**Exercise**
Reproduce word for word the passage of the broadcast engineer profile that begins with the words containing "Babe you admire" and ends with "can with them.".
====== Document segment ======
“In the future, there will be no female leaders. There will just be leaders.” 
― Sheryl Sandberg

BABE #189: ABBY SCHNEIDER; Broadcast Engineer, Game Creek Video

BABE #189: ABBY SCHNEIDER; Broadcast Engineer, Game Creek Video


Abby works as a broadcast engineer for Game Creek Video, a TV production company where she helps build and maintain mobile television trucks that are used for live sporting and entertainment events around the nation. With an average of 10- to 18-hour workdays and around 250 days annually spent on the road for events like the Men’s Golf US Open, NASCAR and the NFL’s Thursday Night Football, Abby seamlessly exemplifies a hustlin’ babe as a woman who is crushing it in a strongly male-dominated role — and industry, for that matter.

The Basics:

Hometown: Litchfield, Illinois
Current city: Litchfield, Illinois
Alma mater: Columbia College Chicago
Degree: B.A., Television/Post-Production
Very first job: Working at my dad’s flower shop
Hustle: Broadcast Engineer, Game Creek Video

The Interests:

Babe you admire and why?
There are so many women to admire in our society right now, but mine is more of a group. The women of the #TimesUp and #MeToo movements inspire me everyday. The strength and bravery they have to really bring this issue to light is humbling. I don’t know if I would have the strength to do what they’re doing for women all across the country and the world.


How do you spend your free time?
With friends and family. Family is so important, and since I travel so much I try to enjoy every moment I can with them.

Favorite fictional female character?
Kara Danvers, AKA Supergirl from the current CW series “Supergirl.” I think that show finally gives nerdy girls and women like me a female superhero who is actually representative of a strong independent woman. I would have loved to have a show like that when I was growing up.
====== Information supplied ======
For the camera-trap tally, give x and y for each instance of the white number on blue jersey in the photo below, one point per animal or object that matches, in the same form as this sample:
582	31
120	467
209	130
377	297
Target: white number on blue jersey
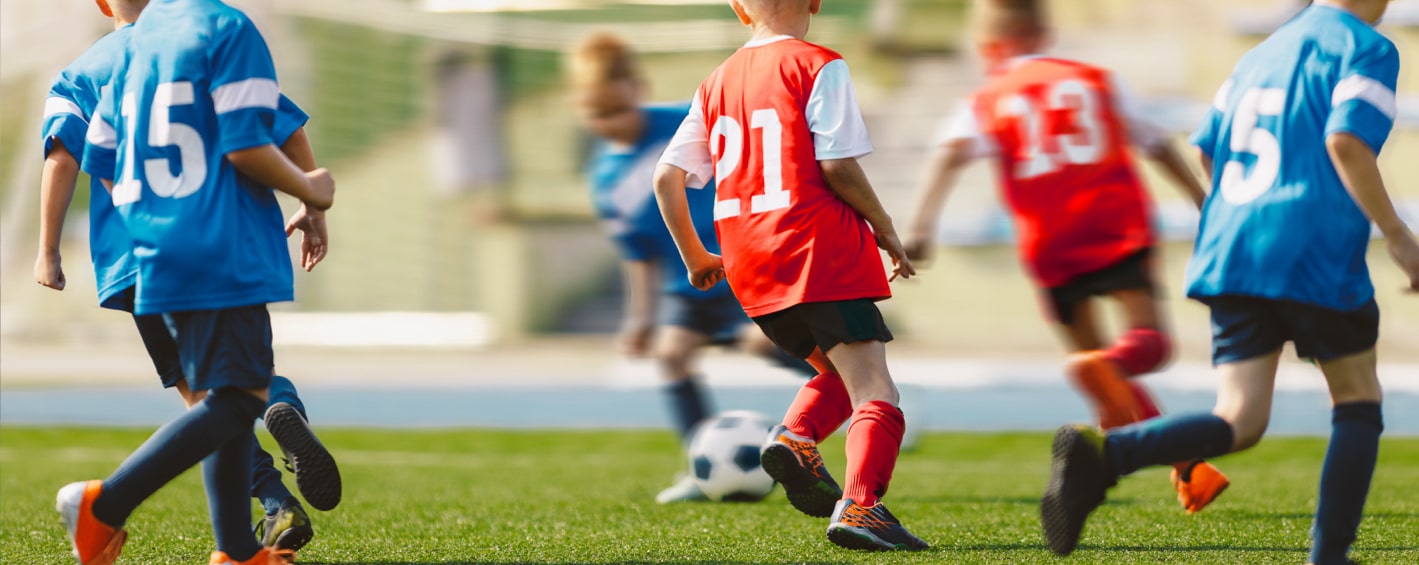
162	131
1239	188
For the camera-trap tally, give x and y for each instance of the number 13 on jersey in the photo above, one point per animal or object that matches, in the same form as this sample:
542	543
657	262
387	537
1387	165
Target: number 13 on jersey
766	124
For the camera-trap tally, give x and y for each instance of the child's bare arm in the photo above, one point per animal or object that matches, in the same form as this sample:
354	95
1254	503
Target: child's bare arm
1179	172
1360	171
61	172
705	269
268	166
941	176
849	182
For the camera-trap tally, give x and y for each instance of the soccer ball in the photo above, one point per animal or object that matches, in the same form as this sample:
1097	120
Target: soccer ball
724	457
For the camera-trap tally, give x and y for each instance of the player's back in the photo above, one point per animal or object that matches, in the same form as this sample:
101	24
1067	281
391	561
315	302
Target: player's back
622	190
786	237
199	84
1279	222
1064	165
67	111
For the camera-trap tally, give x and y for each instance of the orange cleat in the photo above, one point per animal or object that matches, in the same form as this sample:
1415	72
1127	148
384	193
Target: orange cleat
264	557
1107	386
1198	484
94	541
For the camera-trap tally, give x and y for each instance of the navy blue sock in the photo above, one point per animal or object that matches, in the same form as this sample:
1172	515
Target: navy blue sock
266	480
226	474
687	406
284	391
173	449
1167	439
1350	463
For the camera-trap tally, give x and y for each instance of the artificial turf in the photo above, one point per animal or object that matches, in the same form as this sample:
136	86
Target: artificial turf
586	497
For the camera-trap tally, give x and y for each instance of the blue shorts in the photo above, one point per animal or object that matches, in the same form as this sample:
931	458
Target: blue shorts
1249	327
223	348
720	317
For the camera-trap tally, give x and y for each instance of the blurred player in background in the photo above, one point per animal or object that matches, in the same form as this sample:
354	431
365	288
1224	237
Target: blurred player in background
1059	132
71	101
778	129
193	98
1291	145
610	92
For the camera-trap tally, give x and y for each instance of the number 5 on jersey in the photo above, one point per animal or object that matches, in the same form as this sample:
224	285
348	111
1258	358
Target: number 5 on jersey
162	131
774	196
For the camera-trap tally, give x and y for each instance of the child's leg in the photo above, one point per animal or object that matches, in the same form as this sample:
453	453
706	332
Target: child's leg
1350	462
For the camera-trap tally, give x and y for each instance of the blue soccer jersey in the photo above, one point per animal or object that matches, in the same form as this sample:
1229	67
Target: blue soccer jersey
625	199
67	110
1279	222
203	236
71	101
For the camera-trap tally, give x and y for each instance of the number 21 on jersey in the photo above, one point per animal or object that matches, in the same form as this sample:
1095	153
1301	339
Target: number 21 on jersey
774	196
1042	154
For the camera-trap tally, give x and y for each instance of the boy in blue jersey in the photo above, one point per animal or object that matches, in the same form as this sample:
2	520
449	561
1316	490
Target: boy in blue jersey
73	98
632	136
1291	144
193	101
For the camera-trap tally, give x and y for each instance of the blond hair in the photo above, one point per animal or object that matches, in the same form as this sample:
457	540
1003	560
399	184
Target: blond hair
600	58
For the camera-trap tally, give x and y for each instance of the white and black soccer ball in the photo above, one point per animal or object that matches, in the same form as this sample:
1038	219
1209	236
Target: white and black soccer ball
724	457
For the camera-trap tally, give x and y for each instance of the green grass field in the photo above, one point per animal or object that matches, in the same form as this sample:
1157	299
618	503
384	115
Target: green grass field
585	497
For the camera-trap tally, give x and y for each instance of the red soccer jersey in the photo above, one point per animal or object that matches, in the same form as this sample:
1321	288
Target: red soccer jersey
1064	166
785	237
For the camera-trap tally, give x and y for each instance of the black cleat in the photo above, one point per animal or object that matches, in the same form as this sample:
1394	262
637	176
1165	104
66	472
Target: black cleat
317	476
1079	481
856	527
795	463
290	528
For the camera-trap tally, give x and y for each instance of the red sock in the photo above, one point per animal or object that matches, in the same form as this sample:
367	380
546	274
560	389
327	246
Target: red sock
1145	401
820	408
873	440
1140	351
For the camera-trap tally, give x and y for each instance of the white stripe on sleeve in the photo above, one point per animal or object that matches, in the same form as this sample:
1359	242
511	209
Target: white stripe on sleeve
101	134
1368	90
251	92
56	105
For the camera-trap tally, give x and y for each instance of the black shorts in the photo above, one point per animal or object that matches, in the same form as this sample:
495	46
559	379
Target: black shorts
1249	327
223	348
1131	273
823	325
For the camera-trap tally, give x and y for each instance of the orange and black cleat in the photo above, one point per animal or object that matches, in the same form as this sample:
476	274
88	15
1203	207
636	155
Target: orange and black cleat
795	463
1198	484
94	541
870	528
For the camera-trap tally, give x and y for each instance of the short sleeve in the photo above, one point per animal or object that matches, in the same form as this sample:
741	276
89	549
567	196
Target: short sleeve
833	115
64	119
101	139
1205	136
688	149
244	91
288	119
1143	131
1364	102
964	127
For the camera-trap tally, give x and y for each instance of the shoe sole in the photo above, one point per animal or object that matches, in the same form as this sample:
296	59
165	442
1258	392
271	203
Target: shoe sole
1063	525
317	476
857	538
806	491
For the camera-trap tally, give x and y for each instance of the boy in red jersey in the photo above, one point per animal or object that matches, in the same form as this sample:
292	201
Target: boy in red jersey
1059	132
778	129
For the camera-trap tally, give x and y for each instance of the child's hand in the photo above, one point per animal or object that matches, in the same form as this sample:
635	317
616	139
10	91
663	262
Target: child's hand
1405	251
705	271
48	270
315	240
322	189
900	261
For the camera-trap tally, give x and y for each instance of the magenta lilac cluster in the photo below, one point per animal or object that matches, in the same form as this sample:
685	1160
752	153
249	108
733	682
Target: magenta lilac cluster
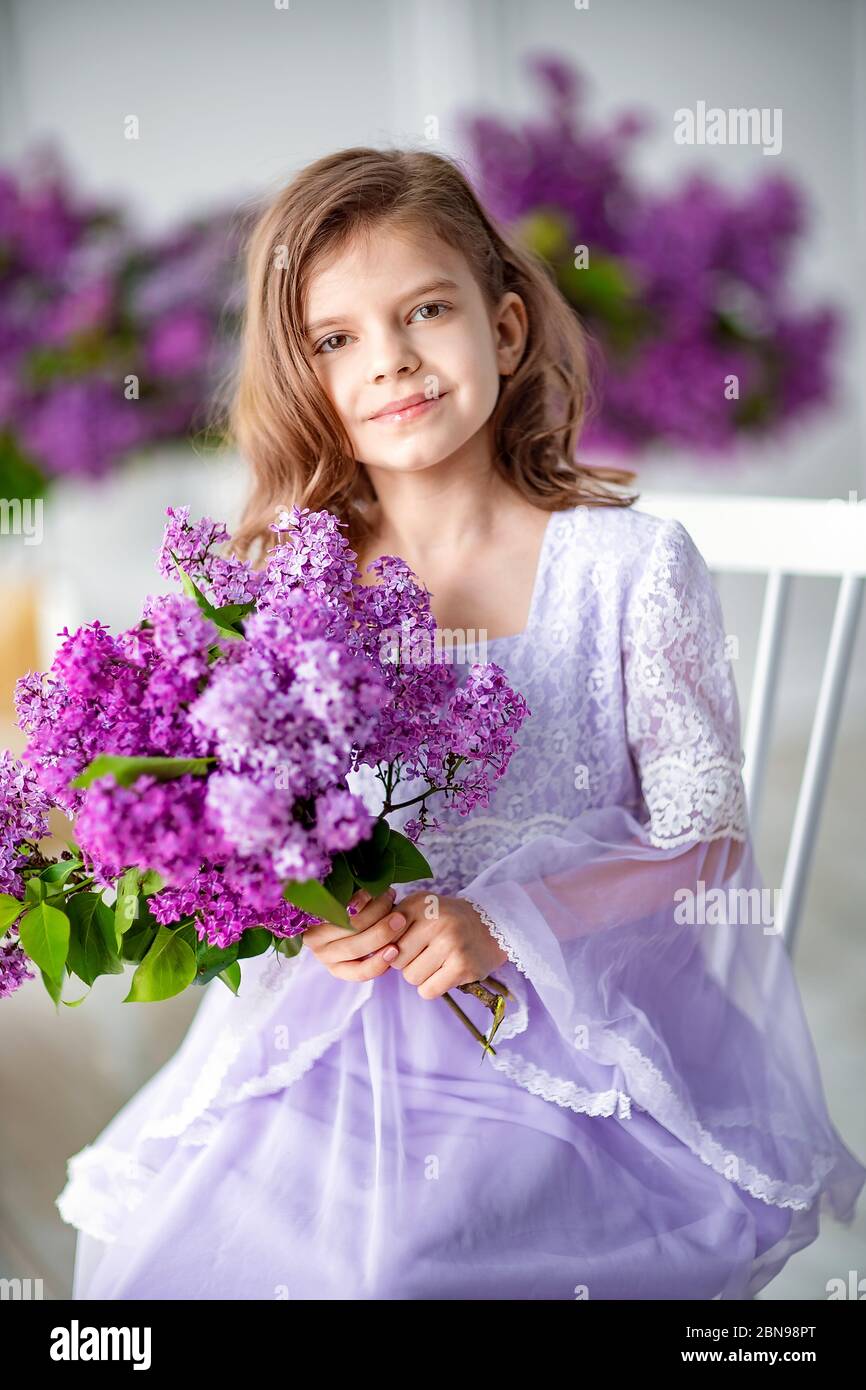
277	708
107	341
681	291
24	808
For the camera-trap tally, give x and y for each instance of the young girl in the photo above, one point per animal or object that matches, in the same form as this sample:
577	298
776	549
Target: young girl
652	1123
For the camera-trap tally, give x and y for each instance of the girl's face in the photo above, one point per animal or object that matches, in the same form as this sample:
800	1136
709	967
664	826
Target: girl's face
399	319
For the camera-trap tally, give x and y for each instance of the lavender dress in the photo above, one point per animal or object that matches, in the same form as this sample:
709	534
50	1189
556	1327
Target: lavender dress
654	1123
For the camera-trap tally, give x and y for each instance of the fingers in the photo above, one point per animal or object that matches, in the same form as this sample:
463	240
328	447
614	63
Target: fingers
388	929
369	911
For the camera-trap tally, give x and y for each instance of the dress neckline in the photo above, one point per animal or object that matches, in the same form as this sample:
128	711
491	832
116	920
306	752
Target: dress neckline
534	602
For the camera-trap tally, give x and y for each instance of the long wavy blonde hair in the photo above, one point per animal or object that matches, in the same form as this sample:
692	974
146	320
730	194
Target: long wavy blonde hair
277	413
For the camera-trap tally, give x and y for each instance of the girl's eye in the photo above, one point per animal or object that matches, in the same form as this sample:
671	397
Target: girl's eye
430	306
330	341
323	345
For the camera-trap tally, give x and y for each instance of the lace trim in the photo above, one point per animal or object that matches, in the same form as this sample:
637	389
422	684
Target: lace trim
519	954
648	1090
694	798
86	1207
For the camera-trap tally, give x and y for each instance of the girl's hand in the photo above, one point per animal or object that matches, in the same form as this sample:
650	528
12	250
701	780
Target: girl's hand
445	944
357	955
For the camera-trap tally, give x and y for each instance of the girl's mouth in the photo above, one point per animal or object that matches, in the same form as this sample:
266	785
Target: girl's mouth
409	412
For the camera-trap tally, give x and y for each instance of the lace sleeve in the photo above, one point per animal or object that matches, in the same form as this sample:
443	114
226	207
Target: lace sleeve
681	709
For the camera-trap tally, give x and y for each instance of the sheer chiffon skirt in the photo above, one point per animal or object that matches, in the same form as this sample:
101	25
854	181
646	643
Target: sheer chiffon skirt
399	1165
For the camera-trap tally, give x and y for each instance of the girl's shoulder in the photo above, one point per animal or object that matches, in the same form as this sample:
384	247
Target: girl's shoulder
616	534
======
**Reply**
Babe you admire and why?
There are so many women to admire in our society right now, but mine is more of a group. The women of the #TimesUp and #MeToo movements inspire me everyday. The strength and bravery they have to really bring this issue to light is humbling. I don’t know if I would have the strength to do what they’re doing for women all across the country and the world.


How do you spend your free time?
With friends and family. Family is so important, and since I travel so much I try to enjoy every moment I can with them.